Directive =
Output exactly the lines from the line with "Target: large boulder" through the end of the records below. Include nothing else.

╭─ Input records

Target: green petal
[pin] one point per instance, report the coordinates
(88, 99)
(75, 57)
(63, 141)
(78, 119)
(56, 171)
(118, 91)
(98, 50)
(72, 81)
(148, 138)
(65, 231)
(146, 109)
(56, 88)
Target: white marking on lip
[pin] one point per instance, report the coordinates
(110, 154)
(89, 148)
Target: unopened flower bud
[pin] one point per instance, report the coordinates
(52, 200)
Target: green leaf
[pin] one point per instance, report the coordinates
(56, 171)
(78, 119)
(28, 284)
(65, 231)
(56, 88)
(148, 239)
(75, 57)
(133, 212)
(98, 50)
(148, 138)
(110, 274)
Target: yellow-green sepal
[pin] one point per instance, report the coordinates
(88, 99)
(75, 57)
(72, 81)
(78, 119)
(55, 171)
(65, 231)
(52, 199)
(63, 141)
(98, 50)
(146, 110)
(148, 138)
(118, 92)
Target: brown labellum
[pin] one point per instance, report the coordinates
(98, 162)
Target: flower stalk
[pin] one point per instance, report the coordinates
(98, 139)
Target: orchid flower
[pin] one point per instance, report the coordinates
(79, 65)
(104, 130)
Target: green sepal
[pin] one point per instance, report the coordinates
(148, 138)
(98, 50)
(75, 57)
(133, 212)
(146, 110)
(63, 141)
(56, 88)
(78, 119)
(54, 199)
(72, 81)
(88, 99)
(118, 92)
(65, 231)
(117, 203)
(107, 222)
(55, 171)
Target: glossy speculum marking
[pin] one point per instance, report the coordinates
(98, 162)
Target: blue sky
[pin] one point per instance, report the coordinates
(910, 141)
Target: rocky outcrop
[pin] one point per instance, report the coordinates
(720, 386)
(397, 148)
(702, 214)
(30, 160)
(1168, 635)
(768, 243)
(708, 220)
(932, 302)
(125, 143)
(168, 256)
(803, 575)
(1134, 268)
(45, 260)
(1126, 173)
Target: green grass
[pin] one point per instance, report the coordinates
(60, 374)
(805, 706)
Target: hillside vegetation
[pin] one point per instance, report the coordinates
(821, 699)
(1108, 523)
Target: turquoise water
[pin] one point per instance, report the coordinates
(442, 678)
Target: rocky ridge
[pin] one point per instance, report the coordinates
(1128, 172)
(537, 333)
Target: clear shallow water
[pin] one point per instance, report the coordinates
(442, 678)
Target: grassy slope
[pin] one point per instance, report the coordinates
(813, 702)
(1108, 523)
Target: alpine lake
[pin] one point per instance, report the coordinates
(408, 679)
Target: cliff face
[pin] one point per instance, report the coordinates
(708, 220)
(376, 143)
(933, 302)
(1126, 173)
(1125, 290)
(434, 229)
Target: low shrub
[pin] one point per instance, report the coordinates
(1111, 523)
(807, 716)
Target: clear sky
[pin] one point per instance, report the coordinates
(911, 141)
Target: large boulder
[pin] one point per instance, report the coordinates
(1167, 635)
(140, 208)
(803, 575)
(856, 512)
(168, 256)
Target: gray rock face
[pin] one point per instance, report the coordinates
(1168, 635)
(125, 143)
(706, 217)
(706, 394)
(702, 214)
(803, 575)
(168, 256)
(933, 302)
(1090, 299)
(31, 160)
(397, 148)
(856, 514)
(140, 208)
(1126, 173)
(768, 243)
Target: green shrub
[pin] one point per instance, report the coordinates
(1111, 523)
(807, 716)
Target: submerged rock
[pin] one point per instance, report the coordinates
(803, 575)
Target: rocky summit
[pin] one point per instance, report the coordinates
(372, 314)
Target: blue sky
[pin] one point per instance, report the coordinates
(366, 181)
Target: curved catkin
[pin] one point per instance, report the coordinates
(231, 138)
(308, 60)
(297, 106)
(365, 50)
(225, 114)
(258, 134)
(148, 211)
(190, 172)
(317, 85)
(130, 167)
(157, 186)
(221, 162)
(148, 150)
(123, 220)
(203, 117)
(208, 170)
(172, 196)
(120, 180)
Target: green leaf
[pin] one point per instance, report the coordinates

╰─

Finished exercise =
Target: large boulder
[pin] one point per instance, report the coordinates
(1167, 635)
(140, 208)
(803, 575)
(856, 512)
(168, 256)
Target: gray rock face
[pin] one point per instance, report the coordinates
(1168, 635)
(125, 143)
(706, 217)
(706, 394)
(702, 214)
(803, 575)
(168, 256)
(933, 302)
(1090, 299)
(31, 160)
(397, 148)
(856, 514)
(140, 208)
(1126, 173)
(768, 243)
Target: green shrub
[pin] one point per instance, report the coordinates
(1111, 523)
(807, 716)
Target: submerged rock
[pin] one point per instance, report the coordinates
(803, 575)
Target: rocky summit
[pin] one point per instance, report the coordinates
(372, 314)
Target: blue sky
[pin] one point per instance, report the coordinates
(366, 181)
Target: curved catkin
[pin] one point per instance, report the coordinates
(231, 138)
(308, 60)
(297, 106)
(365, 50)
(225, 114)
(258, 134)
(148, 211)
(190, 172)
(317, 85)
(130, 167)
(157, 186)
(221, 162)
(148, 150)
(123, 220)
(203, 117)
(208, 170)
(172, 196)
(120, 180)
Target: green leaf
[pin] one point per instance, report the coordinates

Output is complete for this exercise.